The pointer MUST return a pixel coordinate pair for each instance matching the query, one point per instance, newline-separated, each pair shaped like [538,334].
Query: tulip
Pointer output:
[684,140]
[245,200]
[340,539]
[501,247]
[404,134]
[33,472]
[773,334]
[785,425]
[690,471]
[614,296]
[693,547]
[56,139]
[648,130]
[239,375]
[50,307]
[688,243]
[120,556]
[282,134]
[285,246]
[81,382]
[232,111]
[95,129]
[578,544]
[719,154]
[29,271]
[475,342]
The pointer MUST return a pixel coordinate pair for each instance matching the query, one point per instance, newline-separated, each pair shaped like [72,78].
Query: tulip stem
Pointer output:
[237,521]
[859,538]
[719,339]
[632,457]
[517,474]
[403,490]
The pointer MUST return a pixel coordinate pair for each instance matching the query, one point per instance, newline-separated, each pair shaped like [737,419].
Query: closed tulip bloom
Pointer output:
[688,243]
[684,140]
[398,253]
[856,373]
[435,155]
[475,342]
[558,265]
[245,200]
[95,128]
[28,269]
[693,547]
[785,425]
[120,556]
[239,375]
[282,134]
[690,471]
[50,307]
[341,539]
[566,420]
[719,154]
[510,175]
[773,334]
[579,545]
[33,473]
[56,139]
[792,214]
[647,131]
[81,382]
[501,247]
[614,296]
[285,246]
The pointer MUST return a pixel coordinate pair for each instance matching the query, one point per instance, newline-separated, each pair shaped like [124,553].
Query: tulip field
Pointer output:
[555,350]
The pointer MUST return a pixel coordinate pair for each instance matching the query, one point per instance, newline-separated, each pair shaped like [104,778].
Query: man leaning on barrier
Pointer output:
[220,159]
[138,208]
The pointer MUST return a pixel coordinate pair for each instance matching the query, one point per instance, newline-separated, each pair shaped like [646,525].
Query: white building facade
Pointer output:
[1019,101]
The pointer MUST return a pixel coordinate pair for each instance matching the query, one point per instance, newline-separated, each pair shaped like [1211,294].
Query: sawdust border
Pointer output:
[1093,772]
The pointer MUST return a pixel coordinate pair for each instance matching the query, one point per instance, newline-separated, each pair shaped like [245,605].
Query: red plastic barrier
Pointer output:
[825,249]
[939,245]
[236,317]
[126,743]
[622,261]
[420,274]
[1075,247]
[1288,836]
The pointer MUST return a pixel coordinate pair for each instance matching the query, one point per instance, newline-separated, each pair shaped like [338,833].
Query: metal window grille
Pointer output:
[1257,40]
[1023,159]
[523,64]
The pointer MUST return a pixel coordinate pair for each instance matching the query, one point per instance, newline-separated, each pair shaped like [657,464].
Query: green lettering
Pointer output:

■ TASK BRIEF:
Exactly those lines that run from the start of the listing to the line containing "Query: closed tulip bloom" should be output, and no others.

■ REPLY:
The pointer MUST return a pixel coordinate pair for each instance matching the query, one point per instance, newline-separated, each pair shaped like [538,334].
Query: tulip
Pointer output:
[684,140]
[245,200]
[340,539]
[501,247]
[404,134]
[33,472]
[773,334]
[785,425]
[690,471]
[614,296]
[693,547]
[56,139]
[648,130]
[239,375]
[50,307]
[688,243]
[120,556]
[282,134]
[285,246]
[81,382]
[232,111]
[95,129]
[578,544]
[719,154]
[29,271]
[475,342]
The pointer MUST return a pixel coordinate pair for each instance matching the query, one point per instance, newline-separated, each pair shaped like [72,78].
Query: tulip stem
Pointer output:
[237,521]
[859,538]
[719,339]
[632,457]
[517,474]
[403,490]
The pointer MUST return a pixel coordinate pair for each instance matching the query, one point per instance, newline-separated, each pair shaped like [737,419].
Query: closed tulip bloom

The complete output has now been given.